## Task set
(a) In the screenplay critique, where is the Mime (Sarah) introduced in the previous draft?
(b) Translate this sentence from the screenplay critique into Spanish: "The whole script, in terms of grammar and punctuation, is better."
(c) List every direct command the screenplay critique gives the writer in the imperative mood.

## Text provided
Having read a few of the more recent critiques, I know that this draft is well liked. I, though, prefer the previous draft -- which, imo, was more engaging.  This new draft, action packed as it is, doesn't, at least in the first 50 pages, affect me as the first one did.

It, I think, lacks a kind of human element -- a frailty. By this I mean, in the previous draft, the Mime (or Sarah), is introduced in a cathedral. She questions herself, her actions, etc. This scene served two purposes, 1) it set up Sarah as a sympathetic character, and 2) it forshadowed the religious angle. It was a good hook. It drew me into the story. Having read that, I wanted to read more.

As it is now, it's just one action scene after another. Even so, I must say, the action scenes are better written. The bar scene in particular -- it did not, as it did before, bore me. The whole script, in terms of grammar and punctuation, is better. Still, there are a number of errors. Screenplays, in terms of grammar, don't have to be perfect, but they should approximate something close to perfect. That said, go to a used book store and pick up a style book. Study it.

You're very creative. You tell a good story -- but if the story you tell can't be breezed through, it won't be read. Readers, in Hollywood, from what I understand, will toss a script for the most minuscule of reasons. Bastards!

Anyway, wanting to focus on the story, I took few notes. Among the few things that jumped out at me...

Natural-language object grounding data
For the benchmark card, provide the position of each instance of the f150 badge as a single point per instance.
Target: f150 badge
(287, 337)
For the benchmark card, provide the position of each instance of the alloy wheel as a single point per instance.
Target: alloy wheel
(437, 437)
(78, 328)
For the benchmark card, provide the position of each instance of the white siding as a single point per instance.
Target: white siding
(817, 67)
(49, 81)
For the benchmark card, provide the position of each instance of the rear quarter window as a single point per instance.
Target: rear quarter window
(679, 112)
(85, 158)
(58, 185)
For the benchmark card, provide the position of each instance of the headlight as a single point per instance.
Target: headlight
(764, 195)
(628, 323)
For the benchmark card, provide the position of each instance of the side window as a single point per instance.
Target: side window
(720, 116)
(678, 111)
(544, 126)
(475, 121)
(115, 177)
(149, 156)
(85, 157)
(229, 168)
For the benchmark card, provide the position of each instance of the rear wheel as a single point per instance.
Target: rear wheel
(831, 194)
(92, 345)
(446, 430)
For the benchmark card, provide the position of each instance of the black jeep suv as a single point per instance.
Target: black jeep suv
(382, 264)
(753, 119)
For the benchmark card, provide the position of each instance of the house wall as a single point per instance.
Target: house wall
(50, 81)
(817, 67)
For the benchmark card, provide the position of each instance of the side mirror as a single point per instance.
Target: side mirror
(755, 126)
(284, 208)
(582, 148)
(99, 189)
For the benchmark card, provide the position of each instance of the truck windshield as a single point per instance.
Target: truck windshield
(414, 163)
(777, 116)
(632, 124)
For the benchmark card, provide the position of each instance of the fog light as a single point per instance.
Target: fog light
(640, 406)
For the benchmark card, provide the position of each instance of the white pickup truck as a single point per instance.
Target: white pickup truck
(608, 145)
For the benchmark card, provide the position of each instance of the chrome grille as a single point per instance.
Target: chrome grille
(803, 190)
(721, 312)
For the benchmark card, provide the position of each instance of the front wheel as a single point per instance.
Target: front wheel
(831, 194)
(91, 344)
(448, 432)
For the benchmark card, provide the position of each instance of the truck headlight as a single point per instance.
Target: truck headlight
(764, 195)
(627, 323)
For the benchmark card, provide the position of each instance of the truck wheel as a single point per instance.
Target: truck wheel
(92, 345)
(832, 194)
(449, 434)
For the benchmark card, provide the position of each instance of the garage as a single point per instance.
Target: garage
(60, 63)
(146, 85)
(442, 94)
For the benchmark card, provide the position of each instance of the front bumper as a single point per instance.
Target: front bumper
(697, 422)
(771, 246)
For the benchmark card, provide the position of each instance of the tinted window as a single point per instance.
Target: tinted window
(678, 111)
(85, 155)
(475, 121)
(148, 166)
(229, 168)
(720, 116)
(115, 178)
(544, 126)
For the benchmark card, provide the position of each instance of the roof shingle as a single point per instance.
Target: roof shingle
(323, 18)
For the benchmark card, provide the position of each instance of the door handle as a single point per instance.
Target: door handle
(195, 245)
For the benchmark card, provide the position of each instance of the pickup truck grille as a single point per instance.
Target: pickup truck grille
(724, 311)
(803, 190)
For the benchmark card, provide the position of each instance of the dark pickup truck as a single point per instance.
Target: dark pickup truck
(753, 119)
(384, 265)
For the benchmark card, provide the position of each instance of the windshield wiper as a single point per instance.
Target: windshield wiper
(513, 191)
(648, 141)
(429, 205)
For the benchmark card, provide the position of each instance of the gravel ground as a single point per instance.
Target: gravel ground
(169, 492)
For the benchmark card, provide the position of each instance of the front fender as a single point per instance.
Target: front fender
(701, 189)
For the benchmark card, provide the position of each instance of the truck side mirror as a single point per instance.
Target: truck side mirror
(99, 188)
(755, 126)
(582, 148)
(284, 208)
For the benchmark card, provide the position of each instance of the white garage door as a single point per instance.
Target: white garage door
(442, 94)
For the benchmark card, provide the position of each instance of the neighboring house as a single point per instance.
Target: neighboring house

## Answers to the exercise
(a) In a cathedral.

(b) Todo el guion, en cuanto a gramática y puntuación, es mejor.

(c)
- Go to a used book store.
- Pick up a style book.
- Study it.